SELECTED EXTRACT.
= = = = =
# where to fish near grand forks



## TRAVYTROUT (Sep 20, 2006)

hi! i just moved to grand forks and was wondering where i could go fly fishing for trout and suggestions on what to use? thanks!


----------



## Whelen35 (Mar 9, 2004)

Turtle River State Park west on HWY2 about 30 or so miles west of you has stocked trout in the stream. Look it up with a web search, get the phone number and call to see if they have stocked it this fall. It was too hot and low water did in most of the fish this summer, but if there was a fall stocking, there should be some there. MN has some trout streams that are relatively close, but MN trout season in this area closes Oct. 1.


----------



## TRAVYTROUT (Sep 20, 2006)

thanks i talked to the camp host at turtle river and was told they probably wont stock it this year with the water being so low i think ill go have a try for some hold overs from last year.
any suggestions on patterns to try?


----------



## njsimonson (Sep 24, 2002)

I have caught them there on PTNs and Montana nymphs. That was early in the year though, right after stocking. You may want to hold off til next April, or target deeper pools right now. The creek chubs are always fun on the fly too...and big common shiners.


----------



## Hawkeye_90 (Sep 30, 2006)

try a nymph maybe a small pheasent tail. I was at a stocked lake here in Mt and I had good luck with a really small scud.


----------



## TRAVYTROUT (Sep 20, 2006)

Thanks Ill have to tie some up.
I heard they stocked turtle river, I think Ill go sunday and try it out.


----------



## Duckslayer100 (Apr 7, 2004)

Did you end up making it out Sunday?

How'd it go?


----------



## TRAVYTROUT (Sep 20, 2006)

I didnt get a chance to the move and finding a house. getting in the way of fishing.
hopefully this weekend ill go.
i talked with some others that went they caught a couple between the
6-8 inch range.


----------



## tallgrasser (Nov 18, 2005)

If you're up for a drive there's a hundred miles or more of spring creeks in SE MN just around Rochester. Some are open all year. It's called the Driftless area. Those spring creeks have brookies, rainbows and browns


----------



## TRAVYTROUT (Sep 20, 2006)

that sounds exactly like what im into 
just cant beat the taste of a nice brookie or brown
thanks


----------
= = = = =
JOBS.
1 > Name each distinct username that heads a post in the thread about fishing near Grand Forks, listing each one only once.
2 > Reproduce the passage of the fishing thread starting with "## Hawkeye_90 (Sep" and going on through "tie some up.".
= = = = =
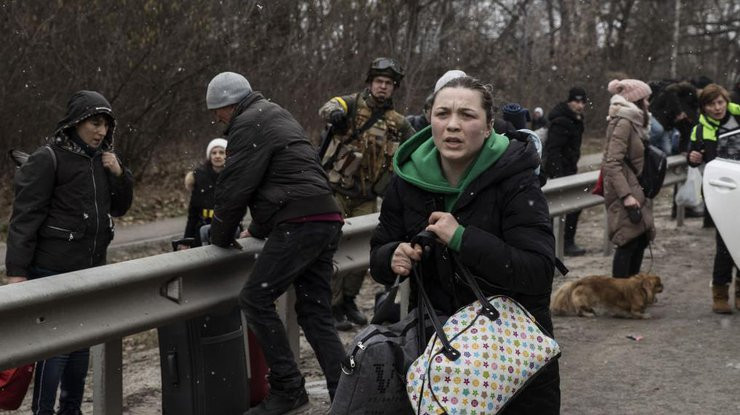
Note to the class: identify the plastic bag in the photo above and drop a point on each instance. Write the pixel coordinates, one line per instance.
(689, 193)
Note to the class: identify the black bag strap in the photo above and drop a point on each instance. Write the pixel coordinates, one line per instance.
(53, 157)
(487, 308)
(426, 240)
(450, 352)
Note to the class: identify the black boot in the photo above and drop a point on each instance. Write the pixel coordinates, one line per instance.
(571, 249)
(352, 312)
(281, 403)
(340, 319)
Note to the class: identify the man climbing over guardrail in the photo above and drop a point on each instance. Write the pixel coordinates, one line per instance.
(272, 168)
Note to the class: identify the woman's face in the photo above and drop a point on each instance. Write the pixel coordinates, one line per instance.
(218, 156)
(716, 109)
(92, 131)
(459, 124)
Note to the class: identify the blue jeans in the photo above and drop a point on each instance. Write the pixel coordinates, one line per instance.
(68, 369)
(299, 254)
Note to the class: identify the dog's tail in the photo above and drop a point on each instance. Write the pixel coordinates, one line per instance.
(561, 303)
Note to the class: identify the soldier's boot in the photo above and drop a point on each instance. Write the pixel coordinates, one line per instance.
(720, 297)
(340, 319)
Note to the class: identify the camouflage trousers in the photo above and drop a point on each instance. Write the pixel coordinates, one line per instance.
(349, 285)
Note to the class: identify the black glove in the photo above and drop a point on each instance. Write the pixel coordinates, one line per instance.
(635, 214)
(338, 119)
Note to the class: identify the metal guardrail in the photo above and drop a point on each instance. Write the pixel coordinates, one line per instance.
(57, 314)
(572, 193)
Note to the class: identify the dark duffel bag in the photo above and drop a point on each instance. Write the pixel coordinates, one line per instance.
(373, 380)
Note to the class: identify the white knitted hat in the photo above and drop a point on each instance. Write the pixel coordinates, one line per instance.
(216, 142)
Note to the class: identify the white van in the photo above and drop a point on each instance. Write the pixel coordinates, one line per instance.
(722, 196)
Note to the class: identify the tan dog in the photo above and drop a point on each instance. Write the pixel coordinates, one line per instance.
(621, 297)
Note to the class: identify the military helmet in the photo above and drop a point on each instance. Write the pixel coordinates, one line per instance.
(385, 67)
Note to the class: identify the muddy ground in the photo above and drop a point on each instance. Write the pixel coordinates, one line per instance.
(687, 361)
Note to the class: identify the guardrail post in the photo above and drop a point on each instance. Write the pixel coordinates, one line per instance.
(558, 223)
(286, 310)
(107, 361)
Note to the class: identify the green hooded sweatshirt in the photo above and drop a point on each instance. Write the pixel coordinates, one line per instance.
(417, 162)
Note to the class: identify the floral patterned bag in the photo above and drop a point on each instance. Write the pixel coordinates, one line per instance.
(483, 356)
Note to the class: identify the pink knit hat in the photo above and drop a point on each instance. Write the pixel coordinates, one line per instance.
(632, 90)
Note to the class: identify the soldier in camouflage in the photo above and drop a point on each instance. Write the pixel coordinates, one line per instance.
(364, 133)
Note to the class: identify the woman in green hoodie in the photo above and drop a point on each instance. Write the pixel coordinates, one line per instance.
(478, 192)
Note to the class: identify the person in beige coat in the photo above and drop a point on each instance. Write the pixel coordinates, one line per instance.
(629, 213)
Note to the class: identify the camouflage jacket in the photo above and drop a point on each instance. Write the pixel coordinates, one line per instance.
(359, 163)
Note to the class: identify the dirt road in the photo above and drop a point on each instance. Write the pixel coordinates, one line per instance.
(687, 362)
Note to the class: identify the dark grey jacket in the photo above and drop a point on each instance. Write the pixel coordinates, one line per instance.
(61, 217)
(272, 168)
(563, 145)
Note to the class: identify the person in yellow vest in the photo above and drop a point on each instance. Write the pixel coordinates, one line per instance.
(718, 135)
(363, 134)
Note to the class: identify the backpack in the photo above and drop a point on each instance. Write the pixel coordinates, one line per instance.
(655, 164)
(373, 380)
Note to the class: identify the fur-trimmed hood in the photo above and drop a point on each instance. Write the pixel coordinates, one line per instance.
(83, 105)
(619, 107)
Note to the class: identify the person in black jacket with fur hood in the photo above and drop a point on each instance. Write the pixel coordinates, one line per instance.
(563, 150)
(478, 192)
(272, 168)
(65, 196)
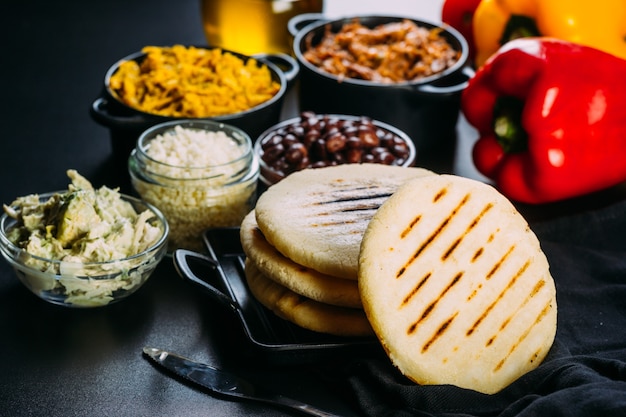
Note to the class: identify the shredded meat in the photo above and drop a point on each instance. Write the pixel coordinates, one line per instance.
(390, 53)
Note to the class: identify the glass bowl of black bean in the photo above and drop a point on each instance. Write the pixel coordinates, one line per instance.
(317, 140)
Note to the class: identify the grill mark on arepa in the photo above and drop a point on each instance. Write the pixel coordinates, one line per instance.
(433, 236)
(470, 227)
(410, 227)
(500, 296)
(533, 292)
(440, 331)
(356, 197)
(542, 314)
(433, 304)
(498, 264)
(481, 250)
(440, 194)
(415, 290)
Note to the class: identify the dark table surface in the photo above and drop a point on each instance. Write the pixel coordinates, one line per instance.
(56, 361)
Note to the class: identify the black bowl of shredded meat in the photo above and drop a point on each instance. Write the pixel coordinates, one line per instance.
(405, 72)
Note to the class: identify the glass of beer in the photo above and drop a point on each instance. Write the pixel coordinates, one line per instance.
(253, 26)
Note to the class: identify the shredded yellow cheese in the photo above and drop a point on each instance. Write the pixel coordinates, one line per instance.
(191, 82)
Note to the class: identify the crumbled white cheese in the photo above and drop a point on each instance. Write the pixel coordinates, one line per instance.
(198, 179)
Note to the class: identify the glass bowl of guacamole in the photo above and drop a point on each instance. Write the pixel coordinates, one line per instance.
(82, 247)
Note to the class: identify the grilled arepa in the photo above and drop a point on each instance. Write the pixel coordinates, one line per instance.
(306, 313)
(299, 279)
(317, 217)
(456, 286)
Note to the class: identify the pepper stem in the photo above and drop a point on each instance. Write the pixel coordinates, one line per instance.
(519, 26)
(507, 125)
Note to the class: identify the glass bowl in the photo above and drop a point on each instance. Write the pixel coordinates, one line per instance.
(85, 284)
(207, 180)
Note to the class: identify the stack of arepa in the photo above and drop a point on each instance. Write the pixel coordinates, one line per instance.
(302, 243)
(442, 269)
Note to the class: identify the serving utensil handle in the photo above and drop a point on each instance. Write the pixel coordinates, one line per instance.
(181, 259)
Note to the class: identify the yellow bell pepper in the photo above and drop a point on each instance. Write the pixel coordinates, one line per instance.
(600, 24)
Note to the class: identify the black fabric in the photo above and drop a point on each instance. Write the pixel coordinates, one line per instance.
(585, 371)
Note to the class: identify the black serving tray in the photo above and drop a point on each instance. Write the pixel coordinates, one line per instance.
(224, 281)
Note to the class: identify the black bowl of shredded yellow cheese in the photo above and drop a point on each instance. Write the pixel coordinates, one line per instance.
(159, 84)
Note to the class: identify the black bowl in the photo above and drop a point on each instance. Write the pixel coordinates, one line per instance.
(426, 109)
(127, 123)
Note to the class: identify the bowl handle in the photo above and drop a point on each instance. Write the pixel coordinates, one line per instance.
(286, 63)
(100, 113)
(180, 258)
(297, 22)
(448, 89)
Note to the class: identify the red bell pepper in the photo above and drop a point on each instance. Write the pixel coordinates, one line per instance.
(552, 119)
(460, 14)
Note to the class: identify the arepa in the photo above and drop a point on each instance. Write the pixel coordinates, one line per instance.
(317, 217)
(456, 286)
(304, 312)
(299, 279)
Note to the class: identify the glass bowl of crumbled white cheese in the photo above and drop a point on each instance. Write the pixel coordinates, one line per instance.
(82, 247)
(199, 173)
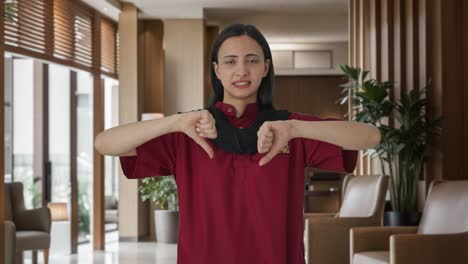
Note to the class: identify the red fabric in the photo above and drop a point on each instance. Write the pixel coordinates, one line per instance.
(232, 211)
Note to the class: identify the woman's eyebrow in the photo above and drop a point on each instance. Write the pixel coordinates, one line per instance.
(235, 56)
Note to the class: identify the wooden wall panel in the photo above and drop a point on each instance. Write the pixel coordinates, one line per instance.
(151, 64)
(309, 94)
(210, 34)
(421, 40)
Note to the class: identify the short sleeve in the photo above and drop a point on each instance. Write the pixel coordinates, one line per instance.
(323, 155)
(156, 157)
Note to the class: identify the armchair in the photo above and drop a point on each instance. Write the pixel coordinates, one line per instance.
(32, 226)
(327, 236)
(442, 236)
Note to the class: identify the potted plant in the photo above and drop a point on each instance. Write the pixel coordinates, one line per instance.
(163, 192)
(402, 150)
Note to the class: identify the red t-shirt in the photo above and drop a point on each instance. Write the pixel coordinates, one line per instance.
(231, 210)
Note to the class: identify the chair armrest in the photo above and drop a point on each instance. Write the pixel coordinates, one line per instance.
(375, 238)
(429, 249)
(10, 242)
(309, 215)
(328, 238)
(38, 219)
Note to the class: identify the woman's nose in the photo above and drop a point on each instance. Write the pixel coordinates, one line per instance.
(242, 69)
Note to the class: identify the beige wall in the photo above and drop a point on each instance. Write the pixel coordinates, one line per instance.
(183, 56)
(301, 32)
(297, 28)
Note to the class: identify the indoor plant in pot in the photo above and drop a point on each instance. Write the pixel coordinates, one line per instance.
(402, 150)
(163, 192)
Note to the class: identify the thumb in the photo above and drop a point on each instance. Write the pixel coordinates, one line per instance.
(202, 142)
(275, 149)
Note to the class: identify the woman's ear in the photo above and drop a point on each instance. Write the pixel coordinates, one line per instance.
(267, 67)
(215, 67)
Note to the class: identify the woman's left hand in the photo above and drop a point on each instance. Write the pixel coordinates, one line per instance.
(273, 136)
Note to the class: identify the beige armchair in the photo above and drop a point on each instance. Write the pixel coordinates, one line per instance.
(327, 236)
(32, 226)
(442, 236)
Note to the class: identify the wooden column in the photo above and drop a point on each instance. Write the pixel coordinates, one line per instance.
(98, 123)
(421, 40)
(2, 154)
(73, 163)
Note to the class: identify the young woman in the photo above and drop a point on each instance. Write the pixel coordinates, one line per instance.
(239, 165)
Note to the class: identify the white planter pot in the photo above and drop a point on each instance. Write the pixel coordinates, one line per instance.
(166, 224)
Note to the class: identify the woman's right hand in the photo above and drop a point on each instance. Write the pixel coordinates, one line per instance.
(199, 125)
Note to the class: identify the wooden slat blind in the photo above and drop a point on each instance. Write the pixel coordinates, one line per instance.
(26, 26)
(108, 46)
(59, 31)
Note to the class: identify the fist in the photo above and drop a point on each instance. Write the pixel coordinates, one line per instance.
(199, 125)
(273, 136)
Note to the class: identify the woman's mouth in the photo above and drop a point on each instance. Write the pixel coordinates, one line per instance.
(241, 84)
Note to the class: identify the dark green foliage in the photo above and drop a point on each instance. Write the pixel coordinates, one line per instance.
(402, 149)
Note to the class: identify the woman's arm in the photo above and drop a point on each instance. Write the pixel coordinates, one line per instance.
(346, 134)
(123, 140)
(274, 135)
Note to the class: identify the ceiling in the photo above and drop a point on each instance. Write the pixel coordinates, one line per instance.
(223, 9)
= = = = =
ANSWERS BY TASK.
1 > TRAVYTROUT, Whelen35, njsimonson, Hawkeye_90, Duckslayer100, tallgrasser

2 >
## Hawkeye_90 (Sep 30, 2006)

try a nymph maybe a small pheasent tail. I was at a stocked lake here in Mt and I had good luck with a really small scud.


----------



## TRAVYTROUT (Sep 20, 2006)

Thanks Ill have to tie some up.